[begin Data excerpts]
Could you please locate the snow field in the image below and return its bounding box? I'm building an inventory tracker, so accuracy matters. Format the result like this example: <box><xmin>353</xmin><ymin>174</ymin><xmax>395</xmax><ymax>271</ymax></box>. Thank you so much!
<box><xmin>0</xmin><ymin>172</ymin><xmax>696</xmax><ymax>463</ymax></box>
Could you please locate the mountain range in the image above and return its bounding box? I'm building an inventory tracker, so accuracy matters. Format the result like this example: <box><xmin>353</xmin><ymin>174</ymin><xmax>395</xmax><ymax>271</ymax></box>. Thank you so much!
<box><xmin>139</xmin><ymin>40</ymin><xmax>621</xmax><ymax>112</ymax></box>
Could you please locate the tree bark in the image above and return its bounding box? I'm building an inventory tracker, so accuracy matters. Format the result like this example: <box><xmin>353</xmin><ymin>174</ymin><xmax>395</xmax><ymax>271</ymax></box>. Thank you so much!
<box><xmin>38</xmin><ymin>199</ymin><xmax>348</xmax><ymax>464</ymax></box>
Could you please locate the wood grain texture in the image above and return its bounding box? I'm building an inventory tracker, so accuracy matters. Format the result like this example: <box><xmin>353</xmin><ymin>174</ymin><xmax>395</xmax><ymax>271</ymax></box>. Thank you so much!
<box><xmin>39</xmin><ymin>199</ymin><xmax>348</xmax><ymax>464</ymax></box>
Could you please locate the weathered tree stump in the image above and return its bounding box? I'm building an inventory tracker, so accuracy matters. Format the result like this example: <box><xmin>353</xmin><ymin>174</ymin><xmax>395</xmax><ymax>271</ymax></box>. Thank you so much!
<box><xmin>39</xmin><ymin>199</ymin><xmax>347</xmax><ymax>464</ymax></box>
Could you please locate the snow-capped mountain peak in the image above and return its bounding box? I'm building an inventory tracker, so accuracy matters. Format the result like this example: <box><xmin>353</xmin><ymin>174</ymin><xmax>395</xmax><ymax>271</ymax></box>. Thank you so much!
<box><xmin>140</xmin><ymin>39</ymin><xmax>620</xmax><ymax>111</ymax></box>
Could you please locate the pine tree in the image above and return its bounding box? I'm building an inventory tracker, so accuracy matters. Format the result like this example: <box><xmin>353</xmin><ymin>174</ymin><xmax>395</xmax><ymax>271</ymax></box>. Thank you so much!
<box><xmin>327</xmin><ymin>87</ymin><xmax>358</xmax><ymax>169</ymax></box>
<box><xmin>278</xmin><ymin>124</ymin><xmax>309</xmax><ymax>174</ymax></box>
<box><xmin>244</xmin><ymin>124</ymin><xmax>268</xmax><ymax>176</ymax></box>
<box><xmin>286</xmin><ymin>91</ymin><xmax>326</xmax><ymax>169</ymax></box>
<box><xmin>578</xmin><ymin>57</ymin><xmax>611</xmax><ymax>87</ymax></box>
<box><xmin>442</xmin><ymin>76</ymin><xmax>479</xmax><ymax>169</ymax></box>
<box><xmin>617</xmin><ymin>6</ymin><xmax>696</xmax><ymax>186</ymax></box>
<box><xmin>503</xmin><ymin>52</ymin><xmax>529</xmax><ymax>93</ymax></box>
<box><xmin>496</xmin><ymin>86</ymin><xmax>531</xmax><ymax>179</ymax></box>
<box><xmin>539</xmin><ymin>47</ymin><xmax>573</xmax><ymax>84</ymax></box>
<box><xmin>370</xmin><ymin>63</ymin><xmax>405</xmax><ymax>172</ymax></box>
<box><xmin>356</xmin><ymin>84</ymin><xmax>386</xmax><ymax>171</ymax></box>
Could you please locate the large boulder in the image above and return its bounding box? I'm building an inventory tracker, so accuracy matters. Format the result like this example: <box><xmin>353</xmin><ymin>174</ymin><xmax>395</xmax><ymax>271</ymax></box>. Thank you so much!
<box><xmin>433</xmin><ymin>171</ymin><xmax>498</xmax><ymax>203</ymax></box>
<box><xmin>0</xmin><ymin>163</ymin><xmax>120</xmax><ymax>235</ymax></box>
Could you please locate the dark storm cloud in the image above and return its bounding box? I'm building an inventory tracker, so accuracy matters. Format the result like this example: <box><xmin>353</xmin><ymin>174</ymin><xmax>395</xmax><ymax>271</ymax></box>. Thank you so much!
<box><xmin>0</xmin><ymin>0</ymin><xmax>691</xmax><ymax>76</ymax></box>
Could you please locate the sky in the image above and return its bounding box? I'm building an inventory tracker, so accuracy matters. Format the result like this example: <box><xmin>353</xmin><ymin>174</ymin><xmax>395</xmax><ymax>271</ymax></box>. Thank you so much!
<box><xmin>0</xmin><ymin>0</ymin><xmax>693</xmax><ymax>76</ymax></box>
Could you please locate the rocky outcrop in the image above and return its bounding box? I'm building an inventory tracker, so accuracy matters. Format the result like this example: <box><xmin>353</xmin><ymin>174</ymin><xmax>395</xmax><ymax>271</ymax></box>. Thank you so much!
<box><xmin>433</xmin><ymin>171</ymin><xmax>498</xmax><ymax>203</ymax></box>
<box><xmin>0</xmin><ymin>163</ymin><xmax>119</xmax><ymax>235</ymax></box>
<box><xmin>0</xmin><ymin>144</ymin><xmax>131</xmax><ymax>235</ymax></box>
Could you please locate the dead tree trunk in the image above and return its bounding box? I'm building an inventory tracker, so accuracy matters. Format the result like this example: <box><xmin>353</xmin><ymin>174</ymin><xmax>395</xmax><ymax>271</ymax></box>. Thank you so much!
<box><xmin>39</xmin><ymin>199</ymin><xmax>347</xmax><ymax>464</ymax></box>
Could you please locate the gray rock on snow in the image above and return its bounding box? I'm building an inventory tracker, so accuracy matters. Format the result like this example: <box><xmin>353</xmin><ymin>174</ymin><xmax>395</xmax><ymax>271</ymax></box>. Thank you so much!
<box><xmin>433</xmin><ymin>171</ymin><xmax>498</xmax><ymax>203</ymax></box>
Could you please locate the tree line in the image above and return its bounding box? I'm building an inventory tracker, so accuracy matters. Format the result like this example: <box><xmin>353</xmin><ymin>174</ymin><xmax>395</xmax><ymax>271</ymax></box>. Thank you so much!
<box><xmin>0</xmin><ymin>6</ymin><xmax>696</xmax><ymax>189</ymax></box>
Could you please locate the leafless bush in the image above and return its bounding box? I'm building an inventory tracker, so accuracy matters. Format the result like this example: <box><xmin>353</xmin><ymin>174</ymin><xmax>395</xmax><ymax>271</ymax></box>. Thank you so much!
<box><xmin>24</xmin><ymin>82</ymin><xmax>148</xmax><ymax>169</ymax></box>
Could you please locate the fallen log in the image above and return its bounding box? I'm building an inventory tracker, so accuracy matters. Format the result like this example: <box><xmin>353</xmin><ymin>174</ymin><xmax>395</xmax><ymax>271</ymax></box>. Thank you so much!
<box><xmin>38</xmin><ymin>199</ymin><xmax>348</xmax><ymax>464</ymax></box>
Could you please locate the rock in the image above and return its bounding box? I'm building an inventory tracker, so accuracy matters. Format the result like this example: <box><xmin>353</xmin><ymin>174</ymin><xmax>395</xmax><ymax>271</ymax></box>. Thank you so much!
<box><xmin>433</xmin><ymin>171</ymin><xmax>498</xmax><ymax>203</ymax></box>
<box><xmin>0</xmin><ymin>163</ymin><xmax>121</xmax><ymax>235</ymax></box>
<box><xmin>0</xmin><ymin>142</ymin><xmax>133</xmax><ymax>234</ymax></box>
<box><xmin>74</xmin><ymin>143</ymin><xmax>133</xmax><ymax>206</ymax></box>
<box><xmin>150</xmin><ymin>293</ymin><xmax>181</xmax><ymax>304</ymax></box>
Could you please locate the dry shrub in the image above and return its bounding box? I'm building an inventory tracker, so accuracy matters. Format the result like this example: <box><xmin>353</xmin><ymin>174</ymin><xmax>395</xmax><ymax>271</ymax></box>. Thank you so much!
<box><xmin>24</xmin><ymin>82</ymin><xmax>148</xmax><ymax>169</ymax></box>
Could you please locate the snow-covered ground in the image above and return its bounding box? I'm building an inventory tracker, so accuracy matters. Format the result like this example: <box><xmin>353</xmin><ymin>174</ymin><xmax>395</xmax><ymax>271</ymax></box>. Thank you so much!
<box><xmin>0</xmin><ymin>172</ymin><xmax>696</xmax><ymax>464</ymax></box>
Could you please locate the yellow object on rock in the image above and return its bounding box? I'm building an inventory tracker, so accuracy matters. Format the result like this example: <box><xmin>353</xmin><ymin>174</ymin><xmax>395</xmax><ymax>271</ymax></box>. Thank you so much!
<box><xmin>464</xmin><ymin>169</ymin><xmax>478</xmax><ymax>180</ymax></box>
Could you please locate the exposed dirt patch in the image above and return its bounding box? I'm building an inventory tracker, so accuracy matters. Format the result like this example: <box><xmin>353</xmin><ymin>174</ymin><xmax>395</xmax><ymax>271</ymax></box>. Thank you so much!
[end Data excerpts]
Stated task: Retype only the lines running from the line with "Could you please locate the yellow" to the end of the listing, including both of those lines.

Reply:
Could you please locate the yellow object on rock in the image above and return its bounding box? I'm building an inventory tracker, so accuracy matters. Format the result like this example: <box><xmin>353</xmin><ymin>174</ymin><xmax>395</xmax><ymax>271</ymax></box>. Thank you so much!
<box><xmin>464</xmin><ymin>169</ymin><xmax>478</xmax><ymax>180</ymax></box>
Could you please locate the exposed dirt patch in the image above and return its bounding box? I'm building an inventory tracker, so accuracy matters. Format the result like this example: <box><xmin>353</xmin><ymin>174</ymin><xmax>395</xmax><ymax>271</ymax></box>. Thank you so much!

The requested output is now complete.